WORK ITEM: Quote every line below exactly as it reads.

SUPPLIED MATERIAL:
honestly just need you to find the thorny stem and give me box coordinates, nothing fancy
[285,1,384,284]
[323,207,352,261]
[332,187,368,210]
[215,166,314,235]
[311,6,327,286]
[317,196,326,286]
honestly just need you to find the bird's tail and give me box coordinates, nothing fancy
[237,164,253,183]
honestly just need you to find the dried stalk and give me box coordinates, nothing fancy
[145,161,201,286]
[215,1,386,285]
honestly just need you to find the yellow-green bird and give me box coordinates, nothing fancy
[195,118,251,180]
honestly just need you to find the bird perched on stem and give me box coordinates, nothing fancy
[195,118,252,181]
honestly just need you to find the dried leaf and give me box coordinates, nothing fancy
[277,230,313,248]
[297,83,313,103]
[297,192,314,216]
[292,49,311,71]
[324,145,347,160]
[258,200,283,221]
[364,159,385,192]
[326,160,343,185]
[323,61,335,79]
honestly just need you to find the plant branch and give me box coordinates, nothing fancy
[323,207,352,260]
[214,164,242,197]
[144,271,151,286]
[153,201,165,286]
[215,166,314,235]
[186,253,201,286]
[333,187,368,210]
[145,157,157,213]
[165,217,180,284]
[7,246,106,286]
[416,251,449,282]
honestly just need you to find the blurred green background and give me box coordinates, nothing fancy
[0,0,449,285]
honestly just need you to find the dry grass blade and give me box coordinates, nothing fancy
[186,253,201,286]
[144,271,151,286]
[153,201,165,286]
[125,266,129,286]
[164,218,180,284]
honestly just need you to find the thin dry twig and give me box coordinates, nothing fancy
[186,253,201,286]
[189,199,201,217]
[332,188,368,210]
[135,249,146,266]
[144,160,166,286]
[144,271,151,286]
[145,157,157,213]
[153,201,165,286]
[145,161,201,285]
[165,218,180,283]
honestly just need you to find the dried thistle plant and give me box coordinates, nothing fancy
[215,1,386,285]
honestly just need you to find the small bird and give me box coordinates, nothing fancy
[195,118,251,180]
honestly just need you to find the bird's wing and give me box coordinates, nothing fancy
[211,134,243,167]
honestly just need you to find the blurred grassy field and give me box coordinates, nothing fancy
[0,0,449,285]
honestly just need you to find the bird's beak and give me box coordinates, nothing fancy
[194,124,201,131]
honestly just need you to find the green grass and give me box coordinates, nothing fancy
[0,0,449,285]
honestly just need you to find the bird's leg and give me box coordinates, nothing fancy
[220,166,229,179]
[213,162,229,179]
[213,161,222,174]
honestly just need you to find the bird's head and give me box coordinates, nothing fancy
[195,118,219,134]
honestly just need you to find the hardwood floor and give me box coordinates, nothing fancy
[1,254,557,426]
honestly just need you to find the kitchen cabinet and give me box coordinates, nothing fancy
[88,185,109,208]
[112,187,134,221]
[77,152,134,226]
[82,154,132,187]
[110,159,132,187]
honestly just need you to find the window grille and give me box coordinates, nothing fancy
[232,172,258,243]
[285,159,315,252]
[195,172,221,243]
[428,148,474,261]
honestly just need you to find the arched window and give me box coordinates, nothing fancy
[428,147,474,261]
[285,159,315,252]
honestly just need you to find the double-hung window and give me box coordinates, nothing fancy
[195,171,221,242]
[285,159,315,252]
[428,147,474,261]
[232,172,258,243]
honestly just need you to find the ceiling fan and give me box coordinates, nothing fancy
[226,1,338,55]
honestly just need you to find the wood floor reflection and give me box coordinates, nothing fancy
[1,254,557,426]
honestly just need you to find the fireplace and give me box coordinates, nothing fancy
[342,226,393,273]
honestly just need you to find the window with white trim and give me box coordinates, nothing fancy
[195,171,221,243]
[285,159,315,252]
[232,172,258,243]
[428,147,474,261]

RESPONSE AREA:
honestly just need you to find the thorny stem and give me box coordinates, nothing fancy
[285,1,384,284]
[323,207,352,261]
[332,187,368,210]
[215,166,314,235]
[311,6,327,286]
[317,196,326,286]
honestly just need you to find the bird's tail and give me box coordinates, nothing fancy
[237,164,253,183]
honestly just need you to find the dried stalk and give me box coordinates, nothing fancy
[145,161,201,286]
[215,1,386,285]
honestly just need you to find the yellow-green bird and give me box coordinates, nothing fancy
[195,118,251,180]
honestly just need you to find the bird perched on stem and give me box coordinates, nothing fancy
[195,118,252,181]
honestly just need you to find the dried leaf and give me box coordinates, nothing fancy
[277,230,313,248]
[297,83,313,103]
[297,192,314,216]
[292,49,311,71]
[324,145,347,160]
[258,200,283,221]
[364,159,385,192]
[326,160,343,185]
[323,61,335,79]
honestly just need you to find the plant branch and give me box coordinates, nothing fancy
[323,207,352,260]
[214,164,242,197]
[144,271,151,286]
[153,201,165,286]
[215,166,314,235]
[186,253,201,286]
[333,187,368,210]
[145,157,157,213]
[165,217,180,284]
[7,246,106,286]
[416,251,449,282]
honestly just need you to find the blurred green background and give me box coordinates, nothing fancy
[0,0,449,285]
honestly just need you to find the dry grass blade and give me box coordinates, nothing fancy
[186,253,201,286]
[144,271,151,286]
[153,201,165,286]
[125,266,129,286]
[164,218,180,284]
honestly just need you to find the thin dry twig and give me box coordinates, nothing fancy
[186,253,201,286]
[189,199,201,217]
[332,188,368,210]
[135,249,146,266]
[144,160,166,286]
[144,271,151,286]
[145,157,157,213]
[153,201,165,286]
[145,161,201,285]
[165,218,180,283]
honestly just need you to find the dried thistle plant and give me box coordinates, nothing fancy
[215,1,386,285]
honestly just need you to find the small bird and give me box coordinates, nothing fancy
[195,118,251,180]
honestly just need you to find the bird's wing and give me box coordinates, nothing fancy
[211,134,243,167]
honestly just need you to find the blurred grassy field and give me box coordinates, nothing fancy
[0,0,449,285]
honestly just need you to find the bird's beak and give me box coordinates, nothing fancy
[194,124,201,131]
honestly just need you to find the green grass and give me box coordinates, nothing fancy
[0,0,449,285]
honestly just need you to find the bird's leg and give me box coordinates, nothing fancy
[220,166,229,179]
[213,162,229,179]
[213,161,222,174]
honestly just need you to find the bird's head and give me box coordinates, nothing fancy
[195,118,219,134]
honestly just need you to find the hardwood floor and give me box coordinates, nothing fancy
[1,254,557,426]
honestly just need you to find the kitchen cabinet and give me box coordinates, nothing fancy
[88,185,109,208]
[112,187,134,221]
[77,152,134,226]
[82,154,132,187]
[110,159,132,187]
honestly just need you to find the window grille and give me box coordinates, nothing fancy
[232,172,258,243]
[285,159,315,252]
[195,172,221,243]
[428,148,474,261]
honestly just need you to find the arched window and give me box coordinates, nothing fancy
[428,147,474,261]
[285,159,315,252]
honestly just need you to find the double-hung window and give me box coordinates, nothing fancy
[195,171,221,242]
[285,159,315,252]
[428,147,474,261]
[232,172,258,243]
honestly just need you to find the ceiling fan and give me box coordinates, nothing fancy
[226,1,338,55]
honestly just need you to find the wood floor reflection and give me box coordinates, nothing fancy
[1,254,557,426]
honestly just need you to find the fireplace and give me box coordinates, nothing fancy
[342,226,393,273]
honestly just need you to find the window with white trim and give me box coordinates, nothing fancy
[195,171,221,243]
[285,159,315,252]
[232,172,258,243]
[428,147,474,261]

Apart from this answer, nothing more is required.